● **What you have to do**: The listing below contains a span that opens with the line containing "Where can the stone staircase" and closes with the line containing "Target: concrete step". Return that span exactly.
- - -
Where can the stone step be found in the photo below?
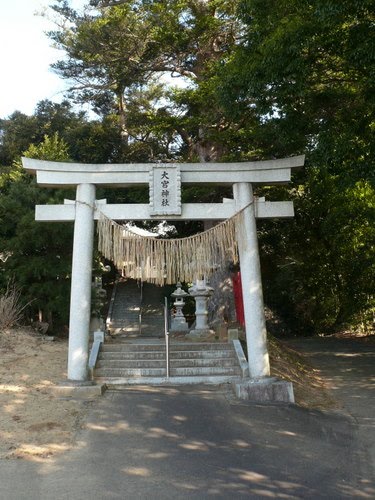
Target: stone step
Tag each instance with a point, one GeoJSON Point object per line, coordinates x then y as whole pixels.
{"type": "Point", "coordinates": [161, 372]}
{"type": "Point", "coordinates": [212, 354]}
{"type": "Point", "coordinates": [160, 363]}
{"type": "Point", "coordinates": [119, 383]}
{"type": "Point", "coordinates": [189, 346]}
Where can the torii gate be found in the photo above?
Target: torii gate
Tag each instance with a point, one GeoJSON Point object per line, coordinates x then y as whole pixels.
{"type": "Point", "coordinates": [164, 204]}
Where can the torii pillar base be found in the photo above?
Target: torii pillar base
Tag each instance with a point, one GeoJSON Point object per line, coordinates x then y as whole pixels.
{"type": "Point", "coordinates": [264, 390]}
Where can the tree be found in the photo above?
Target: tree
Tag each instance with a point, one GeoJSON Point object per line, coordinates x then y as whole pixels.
{"type": "Point", "coordinates": [118, 49]}
{"type": "Point", "coordinates": [307, 69]}
{"type": "Point", "coordinates": [39, 254]}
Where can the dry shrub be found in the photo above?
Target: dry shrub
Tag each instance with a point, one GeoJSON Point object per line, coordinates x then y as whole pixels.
{"type": "Point", "coordinates": [10, 307]}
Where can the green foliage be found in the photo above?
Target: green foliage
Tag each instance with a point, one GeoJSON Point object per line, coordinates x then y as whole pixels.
{"type": "Point", "coordinates": [39, 254]}
{"type": "Point", "coordinates": [307, 70]}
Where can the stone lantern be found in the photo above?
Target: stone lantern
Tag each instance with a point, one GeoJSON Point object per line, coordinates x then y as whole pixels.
{"type": "Point", "coordinates": [201, 292]}
{"type": "Point", "coordinates": [179, 323]}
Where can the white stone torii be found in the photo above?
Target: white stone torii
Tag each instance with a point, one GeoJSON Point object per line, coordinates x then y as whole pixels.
{"type": "Point", "coordinates": [86, 209]}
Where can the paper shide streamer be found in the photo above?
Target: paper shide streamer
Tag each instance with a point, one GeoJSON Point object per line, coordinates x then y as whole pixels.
{"type": "Point", "coordinates": [166, 261]}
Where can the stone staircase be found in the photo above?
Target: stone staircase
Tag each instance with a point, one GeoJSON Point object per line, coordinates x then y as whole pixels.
{"type": "Point", "coordinates": [124, 363]}
{"type": "Point", "coordinates": [125, 309]}
{"type": "Point", "coordinates": [132, 317]}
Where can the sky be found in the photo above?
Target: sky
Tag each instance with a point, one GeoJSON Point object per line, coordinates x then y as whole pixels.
{"type": "Point", "coordinates": [25, 57]}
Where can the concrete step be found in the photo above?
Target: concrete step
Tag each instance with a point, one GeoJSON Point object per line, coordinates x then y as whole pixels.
{"type": "Point", "coordinates": [117, 383]}
{"type": "Point", "coordinates": [177, 346]}
{"type": "Point", "coordinates": [161, 372]}
{"type": "Point", "coordinates": [160, 363]}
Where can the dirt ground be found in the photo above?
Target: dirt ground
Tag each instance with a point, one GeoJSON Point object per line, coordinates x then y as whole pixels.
{"type": "Point", "coordinates": [35, 424]}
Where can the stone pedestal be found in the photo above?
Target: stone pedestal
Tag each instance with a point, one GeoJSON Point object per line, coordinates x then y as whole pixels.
{"type": "Point", "coordinates": [264, 390]}
{"type": "Point", "coordinates": [178, 322]}
{"type": "Point", "coordinates": [201, 292]}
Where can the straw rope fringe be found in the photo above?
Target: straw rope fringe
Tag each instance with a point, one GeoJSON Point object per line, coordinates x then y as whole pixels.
{"type": "Point", "coordinates": [166, 261]}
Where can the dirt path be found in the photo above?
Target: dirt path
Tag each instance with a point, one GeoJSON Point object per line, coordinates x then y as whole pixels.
{"type": "Point", "coordinates": [33, 422]}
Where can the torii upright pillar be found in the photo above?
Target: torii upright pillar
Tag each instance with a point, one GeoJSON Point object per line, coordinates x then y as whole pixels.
{"type": "Point", "coordinates": [80, 296]}
{"type": "Point", "coordinates": [252, 292]}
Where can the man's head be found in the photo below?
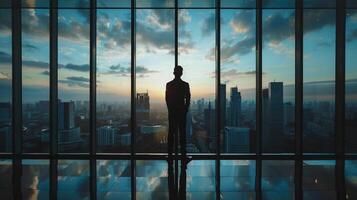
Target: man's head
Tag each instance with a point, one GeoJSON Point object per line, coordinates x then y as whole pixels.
{"type": "Point", "coordinates": [178, 71]}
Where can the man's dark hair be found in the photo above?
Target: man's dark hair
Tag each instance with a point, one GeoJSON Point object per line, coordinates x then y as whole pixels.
{"type": "Point", "coordinates": [178, 68]}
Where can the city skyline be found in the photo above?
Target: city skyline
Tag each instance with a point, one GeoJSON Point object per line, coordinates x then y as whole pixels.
{"type": "Point", "coordinates": [114, 53]}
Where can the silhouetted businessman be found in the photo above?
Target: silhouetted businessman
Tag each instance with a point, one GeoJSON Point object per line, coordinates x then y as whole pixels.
{"type": "Point", "coordinates": [178, 102]}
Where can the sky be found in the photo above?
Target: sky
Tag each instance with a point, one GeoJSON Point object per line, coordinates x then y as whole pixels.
{"type": "Point", "coordinates": [155, 52]}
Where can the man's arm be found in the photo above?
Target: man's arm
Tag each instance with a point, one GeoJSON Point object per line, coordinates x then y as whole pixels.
{"type": "Point", "coordinates": [167, 96]}
{"type": "Point", "coordinates": [188, 97]}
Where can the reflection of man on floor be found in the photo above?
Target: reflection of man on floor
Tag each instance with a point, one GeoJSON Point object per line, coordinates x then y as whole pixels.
{"type": "Point", "coordinates": [178, 101]}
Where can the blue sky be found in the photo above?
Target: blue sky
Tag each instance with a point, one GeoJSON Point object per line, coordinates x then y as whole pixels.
{"type": "Point", "coordinates": [155, 58]}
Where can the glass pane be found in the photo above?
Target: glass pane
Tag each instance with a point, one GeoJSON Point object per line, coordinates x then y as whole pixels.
{"type": "Point", "coordinates": [151, 179]}
{"type": "Point", "coordinates": [35, 80]}
{"type": "Point", "coordinates": [278, 4]}
{"type": "Point", "coordinates": [351, 179]}
{"type": "Point", "coordinates": [6, 179]}
{"type": "Point", "coordinates": [73, 179]}
{"type": "Point", "coordinates": [319, 3]}
{"type": "Point", "coordinates": [73, 3]}
{"type": "Point", "coordinates": [196, 44]}
{"type": "Point", "coordinates": [278, 179]}
{"type": "Point", "coordinates": [5, 4]}
{"type": "Point", "coordinates": [73, 80]}
{"type": "Point", "coordinates": [319, 180]}
{"type": "Point", "coordinates": [351, 82]}
{"type": "Point", "coordinates": [351, 3]}
{"type": "Point", "coordinates": [113, 179]}
{"type": "Point", "coordinates": [155, 3]}
{"type": "Point", "coordinates": [196, 3]}
{"type": "Point", "coordinates": [35, 179]}
{"type": "Point", "coordinates": [113, 3]}
{"type": "Point", "coordinates": [238, 81]}
{"type": "Point", "coordinates": [201, 180]}
{"type": "Point", "coordinates": [278, 81]}
{"type": "Point", "coordinates": [319, 81]}
{"type": "Point", "coordinates": [155, 62]}
{"type": "Point", "coordinates": [237, 179]}
{"type": "Point", "coordinates": [35, 4]}
{"type": "Point", "coordinates": [238, 4]}
{"type": "Point", "coordinates": [113, 80]}
{"type": "Point", "coordinates": [5, 81]}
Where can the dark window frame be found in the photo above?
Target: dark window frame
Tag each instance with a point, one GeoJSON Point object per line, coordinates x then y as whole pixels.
{"type": "Point", "coordinates": [17, 155]}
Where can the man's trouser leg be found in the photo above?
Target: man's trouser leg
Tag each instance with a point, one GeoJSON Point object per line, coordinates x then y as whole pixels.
{"type": "Point", "coordinates": [171, 176]}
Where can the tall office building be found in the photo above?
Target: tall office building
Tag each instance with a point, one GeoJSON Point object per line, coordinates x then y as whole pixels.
{"type": "Point", "coordinates": [5, 110]}
{"type": "Point", "coordinates": [276, 110]}
{"type": "Point", "coordinates": [5, 138]}
{"type": "Point", "coordinates": [210, 121]}
{"type": "Point", "coordinates": [66, 115]}
{"type": "Point", "coordinates": [142, 106]}
{"type": "Point", "coordinates": [289, 116]}
{"type": "Point", "coordinates": [106, 135]}
{"type": "Point", "coordinates": [189, 126]}
{"type": "Point", "coordinates": [68, 134]}
{"type": "Point", "coordinates": [235, 107]}
{"type": "Point", "coordinates": [223, 105]}
{"type": "Point", "coordinates": [236, 140]}
{"type": "Point", "coordinates": [265, 114]}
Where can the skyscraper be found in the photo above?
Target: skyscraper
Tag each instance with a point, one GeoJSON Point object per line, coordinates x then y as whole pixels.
- - -
● **Finished task**:
Where can the stone staircase be found in the photo above?
Target: stone staircase
Tag each instance with a point, one GeoJSON Point object per line, coordinates x then y as whole pixels.
{"type": "Point", "coordinates": [124, 363]}
{"type": "Point", "coordinates": [125, 309]}
{"type": "Point", "coordinates": [132, 317]}
Where can the sky be found in the photo above?
Target: sky
Tag each instance with a point, one GeoJSON Point object per line, coordinates x then y as whole pixels.
{"type": "Point", "coordinates": [25, 57]}
Where can the concrete step be found in the photo above?
Target: concrete step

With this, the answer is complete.